• **Instructions for the task**: Below are some records. Return exactly the lines from the one with "In this picture, where can the window be" to the one with "In this picture, where can the small", and nothing else.

• **Input**:
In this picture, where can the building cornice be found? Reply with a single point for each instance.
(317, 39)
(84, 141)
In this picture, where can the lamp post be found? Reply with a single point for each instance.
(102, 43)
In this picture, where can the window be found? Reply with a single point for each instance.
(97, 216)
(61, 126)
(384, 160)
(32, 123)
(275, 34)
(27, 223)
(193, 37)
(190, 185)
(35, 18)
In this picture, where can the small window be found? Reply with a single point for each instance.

---

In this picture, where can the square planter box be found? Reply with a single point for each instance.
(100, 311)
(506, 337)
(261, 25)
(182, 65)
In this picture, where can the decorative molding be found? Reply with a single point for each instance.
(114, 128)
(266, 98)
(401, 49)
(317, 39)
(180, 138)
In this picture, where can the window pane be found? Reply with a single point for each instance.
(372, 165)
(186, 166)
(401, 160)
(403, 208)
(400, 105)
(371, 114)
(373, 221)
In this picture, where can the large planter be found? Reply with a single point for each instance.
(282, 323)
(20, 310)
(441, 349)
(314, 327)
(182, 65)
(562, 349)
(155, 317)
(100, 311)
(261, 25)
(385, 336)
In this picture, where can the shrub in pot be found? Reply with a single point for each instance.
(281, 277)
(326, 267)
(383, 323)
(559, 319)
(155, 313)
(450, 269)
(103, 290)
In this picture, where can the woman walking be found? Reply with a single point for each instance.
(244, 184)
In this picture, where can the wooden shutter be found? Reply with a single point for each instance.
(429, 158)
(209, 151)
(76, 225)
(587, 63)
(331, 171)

• **The completed task**:
In this picture, where can the window be found? Reply with a single point for each instance.
(97, 216)
(61, 126)
(384, 160)
(32, 123)
(275, 34)
(27, 223)
(193, 37)
(190, 185)
(35, 18)
In this picture, where can the small window be found? Reply with a single point for each instance.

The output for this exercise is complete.